START EXCERPTED TEXT

To All The Profs I’ve Loved Before

A little more than ten years ago, when asked what I wanted to be when I grow up. I cheerfully say “I want to be a teacher”. It was in the late years of elementary I decided not to be one because realized I will never ever possess the required patience of the job.

I remember not having a favorite person from the faculty in grade school and high school. Though I must thank my Language and Phoenix, and Reading Comprehension teachers in grade school. They made a mean grammarnazi out of me. They pre-arranged my love for books and the creepy silence of the library. They made reading and writing a leisure – from which I decided to quit Language and Literature in college, fearing I won’t be reading and writing the same way again.

I owe “Thank you” to my Values teacher in high school who required the entire class to read Antoine de Saint Exupery’s The Little Prince and made me read aloud my analysis of each chapter. Those were the earliest Barthes exercises, I guess. And to my fourth year English teacher who made me speak of 19th century literature. I felt amazing presenting in class that George Elliot was actually Mary Ann Evans and so other literary trivia. It felt like disclosing Illuminati secrets in national TV. I was an awesome geek. And I owe another word of gratitude to my fourth year adviser who gave our class daily dosage of the chill pill. She taught us to let loose and be fun midst the stress and pressure of finding a good college.

END EXCERPTED TEXT

TASKS:
**1)** Output the passage of the essay about teachers from "To All The Profs" up to and including "same way again.".
**2)** Translate this sentence from the essay about teachers into Spanish: "I remember not having a favorite person from the faculty in grade school and high school."
**3)** Answer these questions using the essay about teachers:
(a) Which book did the Values teacher in high school require the entire class to read?
(b) What did the writer decide to quit in college?
(c) According to the essay, who was George Elliot actually?
The material after this point is unrelated to the essay about teachers.

START RECORDS SUPPLIED

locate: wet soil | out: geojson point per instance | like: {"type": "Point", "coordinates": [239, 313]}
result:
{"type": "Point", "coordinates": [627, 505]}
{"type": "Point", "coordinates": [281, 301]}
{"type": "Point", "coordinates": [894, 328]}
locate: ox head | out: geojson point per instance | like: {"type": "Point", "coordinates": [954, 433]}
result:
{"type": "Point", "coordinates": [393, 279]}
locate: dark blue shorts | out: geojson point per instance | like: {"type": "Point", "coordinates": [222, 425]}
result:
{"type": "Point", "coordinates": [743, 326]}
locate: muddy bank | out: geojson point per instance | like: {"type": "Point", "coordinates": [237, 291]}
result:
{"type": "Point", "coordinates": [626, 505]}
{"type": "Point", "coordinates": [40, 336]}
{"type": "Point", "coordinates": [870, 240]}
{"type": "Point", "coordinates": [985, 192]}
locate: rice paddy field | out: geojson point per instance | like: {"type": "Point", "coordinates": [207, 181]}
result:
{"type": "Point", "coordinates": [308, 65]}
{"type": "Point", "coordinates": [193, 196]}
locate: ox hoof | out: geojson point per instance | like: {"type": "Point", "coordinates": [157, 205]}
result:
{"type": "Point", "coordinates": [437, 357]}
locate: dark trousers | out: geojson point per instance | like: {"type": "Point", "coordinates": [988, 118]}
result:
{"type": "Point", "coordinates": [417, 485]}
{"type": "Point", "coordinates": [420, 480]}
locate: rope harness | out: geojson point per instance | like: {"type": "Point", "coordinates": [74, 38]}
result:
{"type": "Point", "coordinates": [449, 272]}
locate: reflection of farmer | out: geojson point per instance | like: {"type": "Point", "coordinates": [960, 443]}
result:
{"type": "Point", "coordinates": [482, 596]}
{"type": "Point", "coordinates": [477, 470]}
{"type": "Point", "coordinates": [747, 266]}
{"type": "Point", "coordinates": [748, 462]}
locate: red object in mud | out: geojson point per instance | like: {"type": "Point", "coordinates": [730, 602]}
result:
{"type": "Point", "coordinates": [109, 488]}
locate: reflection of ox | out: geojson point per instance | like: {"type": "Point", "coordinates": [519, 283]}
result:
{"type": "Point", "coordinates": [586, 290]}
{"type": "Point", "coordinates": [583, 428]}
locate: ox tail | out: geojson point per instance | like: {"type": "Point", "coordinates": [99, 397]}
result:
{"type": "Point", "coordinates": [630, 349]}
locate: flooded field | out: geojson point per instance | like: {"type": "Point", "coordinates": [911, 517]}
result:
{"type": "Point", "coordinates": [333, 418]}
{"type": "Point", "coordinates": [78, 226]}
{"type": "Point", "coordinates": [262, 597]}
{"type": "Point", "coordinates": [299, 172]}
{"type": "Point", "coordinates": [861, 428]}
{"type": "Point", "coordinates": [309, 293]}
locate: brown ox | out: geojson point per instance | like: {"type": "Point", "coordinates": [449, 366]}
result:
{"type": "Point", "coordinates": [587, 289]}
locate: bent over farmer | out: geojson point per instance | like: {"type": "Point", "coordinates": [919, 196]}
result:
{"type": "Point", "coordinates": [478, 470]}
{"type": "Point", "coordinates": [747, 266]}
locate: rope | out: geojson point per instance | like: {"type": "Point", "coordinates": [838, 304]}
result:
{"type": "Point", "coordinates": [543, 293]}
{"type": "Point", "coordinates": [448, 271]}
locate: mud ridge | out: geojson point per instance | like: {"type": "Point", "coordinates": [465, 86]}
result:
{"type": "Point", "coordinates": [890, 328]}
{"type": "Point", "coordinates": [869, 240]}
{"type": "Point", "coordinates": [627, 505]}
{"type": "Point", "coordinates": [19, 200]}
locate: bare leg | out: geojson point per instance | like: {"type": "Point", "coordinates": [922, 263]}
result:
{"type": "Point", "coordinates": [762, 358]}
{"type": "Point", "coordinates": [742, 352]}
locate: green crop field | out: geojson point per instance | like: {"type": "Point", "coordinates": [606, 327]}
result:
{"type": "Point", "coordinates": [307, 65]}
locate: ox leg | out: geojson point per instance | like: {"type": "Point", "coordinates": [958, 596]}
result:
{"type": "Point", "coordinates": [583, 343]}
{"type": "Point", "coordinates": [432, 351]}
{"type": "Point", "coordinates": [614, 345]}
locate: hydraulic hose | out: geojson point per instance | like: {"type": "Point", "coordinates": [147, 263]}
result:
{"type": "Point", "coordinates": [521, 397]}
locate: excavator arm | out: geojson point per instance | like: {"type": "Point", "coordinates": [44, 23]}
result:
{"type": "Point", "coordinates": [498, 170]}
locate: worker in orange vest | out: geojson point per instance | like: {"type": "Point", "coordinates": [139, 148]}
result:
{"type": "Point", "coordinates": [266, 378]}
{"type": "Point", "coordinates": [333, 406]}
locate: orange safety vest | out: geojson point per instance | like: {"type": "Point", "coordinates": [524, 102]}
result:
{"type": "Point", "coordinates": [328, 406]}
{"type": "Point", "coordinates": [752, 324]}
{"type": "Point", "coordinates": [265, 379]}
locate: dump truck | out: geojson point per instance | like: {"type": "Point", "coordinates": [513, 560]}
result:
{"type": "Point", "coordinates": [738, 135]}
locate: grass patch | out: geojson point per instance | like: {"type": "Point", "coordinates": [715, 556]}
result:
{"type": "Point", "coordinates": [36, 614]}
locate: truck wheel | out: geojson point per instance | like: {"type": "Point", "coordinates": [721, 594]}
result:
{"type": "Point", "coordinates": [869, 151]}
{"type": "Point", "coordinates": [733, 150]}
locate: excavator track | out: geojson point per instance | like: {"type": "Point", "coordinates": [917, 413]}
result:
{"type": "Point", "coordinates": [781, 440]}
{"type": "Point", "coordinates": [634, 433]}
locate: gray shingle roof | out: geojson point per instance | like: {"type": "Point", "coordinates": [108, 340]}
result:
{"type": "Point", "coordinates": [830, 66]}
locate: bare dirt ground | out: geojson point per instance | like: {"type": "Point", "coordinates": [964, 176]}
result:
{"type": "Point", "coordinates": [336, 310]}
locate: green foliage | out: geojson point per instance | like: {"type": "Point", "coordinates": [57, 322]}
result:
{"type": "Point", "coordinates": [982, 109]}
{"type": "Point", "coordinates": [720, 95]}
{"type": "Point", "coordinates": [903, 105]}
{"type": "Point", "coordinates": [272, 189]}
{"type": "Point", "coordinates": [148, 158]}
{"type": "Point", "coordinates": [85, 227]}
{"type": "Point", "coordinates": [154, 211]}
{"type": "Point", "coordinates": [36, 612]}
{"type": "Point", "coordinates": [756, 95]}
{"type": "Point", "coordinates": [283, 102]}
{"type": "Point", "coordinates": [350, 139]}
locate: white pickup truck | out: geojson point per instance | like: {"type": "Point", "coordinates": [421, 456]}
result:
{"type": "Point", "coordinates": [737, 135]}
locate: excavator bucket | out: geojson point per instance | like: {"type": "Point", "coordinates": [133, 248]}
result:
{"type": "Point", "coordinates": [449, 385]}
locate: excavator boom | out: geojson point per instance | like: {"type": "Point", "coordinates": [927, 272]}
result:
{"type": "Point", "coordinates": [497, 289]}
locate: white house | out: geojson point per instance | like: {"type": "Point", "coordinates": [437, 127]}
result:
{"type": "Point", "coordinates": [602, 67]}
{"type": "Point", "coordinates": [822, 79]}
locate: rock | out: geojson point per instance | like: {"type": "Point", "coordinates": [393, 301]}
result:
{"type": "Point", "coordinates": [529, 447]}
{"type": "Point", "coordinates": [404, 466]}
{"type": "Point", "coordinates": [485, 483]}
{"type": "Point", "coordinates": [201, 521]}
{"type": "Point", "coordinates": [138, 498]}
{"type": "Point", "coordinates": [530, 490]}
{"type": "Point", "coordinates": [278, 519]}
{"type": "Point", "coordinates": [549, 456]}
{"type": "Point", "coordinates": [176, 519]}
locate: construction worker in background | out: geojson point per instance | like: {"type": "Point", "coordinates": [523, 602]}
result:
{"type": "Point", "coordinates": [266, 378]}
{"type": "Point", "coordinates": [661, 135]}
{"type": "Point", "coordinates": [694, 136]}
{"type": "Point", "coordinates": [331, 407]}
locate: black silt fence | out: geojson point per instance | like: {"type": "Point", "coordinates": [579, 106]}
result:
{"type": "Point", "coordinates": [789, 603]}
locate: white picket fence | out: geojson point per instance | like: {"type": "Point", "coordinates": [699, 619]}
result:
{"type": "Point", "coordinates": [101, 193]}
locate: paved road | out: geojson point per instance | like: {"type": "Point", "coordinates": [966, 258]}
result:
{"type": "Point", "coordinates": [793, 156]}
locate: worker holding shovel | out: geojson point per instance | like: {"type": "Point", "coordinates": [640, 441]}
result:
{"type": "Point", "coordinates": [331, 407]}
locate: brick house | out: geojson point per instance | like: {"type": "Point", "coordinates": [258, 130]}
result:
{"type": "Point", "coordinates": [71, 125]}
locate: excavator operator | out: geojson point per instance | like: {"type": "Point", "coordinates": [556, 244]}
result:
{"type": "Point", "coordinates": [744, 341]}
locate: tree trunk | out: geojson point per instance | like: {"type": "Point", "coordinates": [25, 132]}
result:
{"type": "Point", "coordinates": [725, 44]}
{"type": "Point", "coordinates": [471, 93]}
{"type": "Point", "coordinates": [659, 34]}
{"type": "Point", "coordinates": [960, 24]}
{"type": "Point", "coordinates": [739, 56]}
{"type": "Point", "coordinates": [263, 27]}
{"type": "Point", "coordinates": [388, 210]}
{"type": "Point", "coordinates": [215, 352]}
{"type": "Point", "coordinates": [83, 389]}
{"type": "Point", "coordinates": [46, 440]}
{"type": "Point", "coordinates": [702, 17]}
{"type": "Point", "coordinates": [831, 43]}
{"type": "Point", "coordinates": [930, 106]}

END RECORDS SUPPLIED

RESULTS:
**1)**
To All The Profs I’ve Loved Before

A little more than ten years ago, when asked what I wanted to be when I grow up. I cheerfully say “I want to be a teacher”. It was in the late years of elementary I decided not to be one because realized I will never ever possess the required patience of the job.

I remember not having a favorite person from the faculty in grade school and high school. Though I must thank my Language and Phoenix, and Reading Comprehension teachers in grade school. They made a mean grammarnazi out of me. They pre-arranged my love for books and the creepy silence of the library. They made reading and writing a leisure – from which I decided to quit Language and Literature in college, fearing I won’t be reading and writing the same way again.

**2)** Recuerdo no haber tenido una persona favorita entre el profesorado en la escuela primaria ni en la secundaria.

**3)**
(a) Antoine de Saint Exupery's The Little Prince
(b) Language and Literature
(c) Mary Ann Evans